Source material —
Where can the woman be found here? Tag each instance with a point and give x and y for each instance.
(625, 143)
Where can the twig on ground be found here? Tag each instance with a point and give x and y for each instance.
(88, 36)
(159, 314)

What is being asked — Repeat each row above word for word, keeping them in the same order.

Result of this task —
Where can the woman be found here? Tag each instance with a point and give x and y for each instance.
(625, 143)
Where can the twig on ground be found here? Tag each instance with a point and give x and y for each instance.
(88, 36)
(159, 314)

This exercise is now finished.